Teks yang Ditampilkan.
Dengan mengikuti langkah-langkah di atas, pelaku usaha dapat mengurus sertifikat halal secara efisien dan memastikan bahwa produk mereka memenuhi standar kehalalan, yang pada gilirannya dapat meningkatkan kepercayaan konsumen dan memperluas pangsa pasar.
Rincian Biaya Pembuatan Sertifikat Halal
Proses perolehan sertifikat halal tidak hanya melibatkan kelengkapan dokumen dan prosedur yang terinci, tetapi juga memerlukan pemahaman mengenai biaya yang terkait. Menurut informasi yang diambil dari situs resmi Kementerian Agama (kemenag.go.id), biaya pembuatan sertifikat halal terdiri dari dua jenis tarif utama, yaitu tarif pelayanan utama dan tarif pelayanan penunjang.

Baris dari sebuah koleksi
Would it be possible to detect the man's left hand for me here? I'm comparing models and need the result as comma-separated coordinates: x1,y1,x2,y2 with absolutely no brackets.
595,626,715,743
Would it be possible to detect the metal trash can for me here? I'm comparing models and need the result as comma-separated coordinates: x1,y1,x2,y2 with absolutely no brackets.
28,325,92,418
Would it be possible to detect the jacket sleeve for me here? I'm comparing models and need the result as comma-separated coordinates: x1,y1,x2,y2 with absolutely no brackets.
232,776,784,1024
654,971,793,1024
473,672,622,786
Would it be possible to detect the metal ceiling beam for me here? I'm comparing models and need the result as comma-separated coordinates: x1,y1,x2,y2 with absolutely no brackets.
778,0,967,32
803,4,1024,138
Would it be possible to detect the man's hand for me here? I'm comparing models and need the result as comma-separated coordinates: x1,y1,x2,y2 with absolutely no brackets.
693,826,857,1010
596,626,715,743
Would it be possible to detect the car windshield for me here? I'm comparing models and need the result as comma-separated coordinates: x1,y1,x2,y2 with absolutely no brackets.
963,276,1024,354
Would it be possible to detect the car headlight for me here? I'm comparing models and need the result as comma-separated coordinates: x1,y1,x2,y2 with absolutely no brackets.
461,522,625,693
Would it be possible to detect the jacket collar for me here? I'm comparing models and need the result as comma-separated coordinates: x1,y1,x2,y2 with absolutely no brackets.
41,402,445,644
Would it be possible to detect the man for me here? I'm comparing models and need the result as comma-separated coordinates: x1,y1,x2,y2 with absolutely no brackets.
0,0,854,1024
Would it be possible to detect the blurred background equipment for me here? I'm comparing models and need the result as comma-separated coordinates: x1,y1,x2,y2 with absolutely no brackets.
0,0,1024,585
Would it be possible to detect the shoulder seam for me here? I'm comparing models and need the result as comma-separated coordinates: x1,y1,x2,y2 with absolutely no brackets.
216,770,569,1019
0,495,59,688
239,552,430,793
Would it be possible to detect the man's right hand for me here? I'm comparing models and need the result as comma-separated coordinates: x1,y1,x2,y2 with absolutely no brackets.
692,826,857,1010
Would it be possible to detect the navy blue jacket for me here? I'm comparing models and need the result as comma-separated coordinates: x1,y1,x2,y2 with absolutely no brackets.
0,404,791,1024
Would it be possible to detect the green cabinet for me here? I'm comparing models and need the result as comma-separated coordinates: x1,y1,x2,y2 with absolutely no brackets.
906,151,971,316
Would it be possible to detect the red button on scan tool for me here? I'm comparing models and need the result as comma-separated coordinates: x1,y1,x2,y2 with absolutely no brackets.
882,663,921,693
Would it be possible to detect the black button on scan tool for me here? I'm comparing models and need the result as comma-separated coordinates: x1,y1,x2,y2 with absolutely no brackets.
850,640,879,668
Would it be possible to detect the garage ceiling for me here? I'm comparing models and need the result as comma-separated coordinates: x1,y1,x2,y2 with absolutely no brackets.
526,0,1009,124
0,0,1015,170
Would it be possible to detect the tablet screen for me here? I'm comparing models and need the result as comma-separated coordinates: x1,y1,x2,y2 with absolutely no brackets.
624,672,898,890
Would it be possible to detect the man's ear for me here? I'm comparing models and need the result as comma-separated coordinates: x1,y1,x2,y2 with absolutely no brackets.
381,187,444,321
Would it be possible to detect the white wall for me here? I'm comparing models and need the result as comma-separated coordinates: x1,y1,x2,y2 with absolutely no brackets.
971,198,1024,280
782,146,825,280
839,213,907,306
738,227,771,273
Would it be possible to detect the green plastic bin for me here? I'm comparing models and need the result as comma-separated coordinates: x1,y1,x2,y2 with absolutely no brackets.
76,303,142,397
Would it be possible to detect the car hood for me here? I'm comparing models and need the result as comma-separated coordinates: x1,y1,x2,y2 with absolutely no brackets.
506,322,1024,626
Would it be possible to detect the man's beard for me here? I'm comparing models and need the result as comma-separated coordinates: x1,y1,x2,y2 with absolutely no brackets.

Tugas Wajib.
A – Jawablah pertanyaan berikut berdasarkan teks tentang sertifikat halal:
(i) Selain meningkatkan kepercayaan konsumen, apa lagi yang dapat dicapai pelaku usaha dengan produk yang memenuhi standar kehalalan?
(ii) Dari situs resmi mana informasi mengenai biaya diambil?
(iii) Apa saja dua jenis tarif utama dalam biaya pembuatan sertifikat halal?
B – Sebutkan semua hal yang menurut teks tentang sertifikat halal dilibatkan atau diperlukan dalam proses perolehan sertifikat halal.
C – Teruskan teks tentang sertifikat halal, mulai setelah kalimat terakhirnya.
Baris-baris itu merupakan bahan tersendiri yang terpisah dari teks tentang sertifikat halal.

Hasil Latihan.
A –
(i) Memperluas pangsa pasar.
(ii) Situs resmi Kementerian Agama (kemenag.go.id).
(iii) Tarif pelayanan utama dan tarif pelayanan penunjang.

B –
- Kelengkapan dokumen
- Prosedur yang terinci
- Pemahaman mengenai biaya yang terkait

C –
Tarif pelayanan utama mencakup berbagai aspek, seperti sertifikasi halal barang dan jasa, akreditasi Lembaga Pemeriksa Halal (LPH), registrasi auditor halal, layanan pelatihan auditor dan penyelia halal, serta sertifikasi kompetensi auditor dan penyelia halal. Sementara itu, tarif pelayanan penunjang melibatkan biaya terkait dengan penggunaan lahan, ruangan, gedung, bangunan, peralatan, mesin, dan bahkan kendaraan bermotor.
Berikut adalah rincian biaya pembuatan sertifikat halal yang telah ditetapkan:
1. Pembuatan Sertifikat Halal:
- Usaha Mikro dan Kecil: Rp300.000 (Tiga Ratus Ribu)
- Usaha Menengah: Rp5.000.000 (Lima Juta)
- Usaha Besar dan/atau berasal dari luar negeri: Rp12.500.000 (Dua Belas Juta Lima Ratus Ribu)
2. Perpanjangan Sertifikat Halal:
- Usaha Mikro dan Kecil: Rp200.000 (Dua Ratus Ribu)
- Usaha Menengah: Rp2.400.000 (Dua Juta Empat Ratus Ribu)
- Usaha Besar dan/atau berasal dari luar negeri: Rp5.000.000 (Lima Juta)
3. Registrasi Sertifikasi Halal Luar Negeri:
- Rp800.000 (Delapan Ratus Ribu)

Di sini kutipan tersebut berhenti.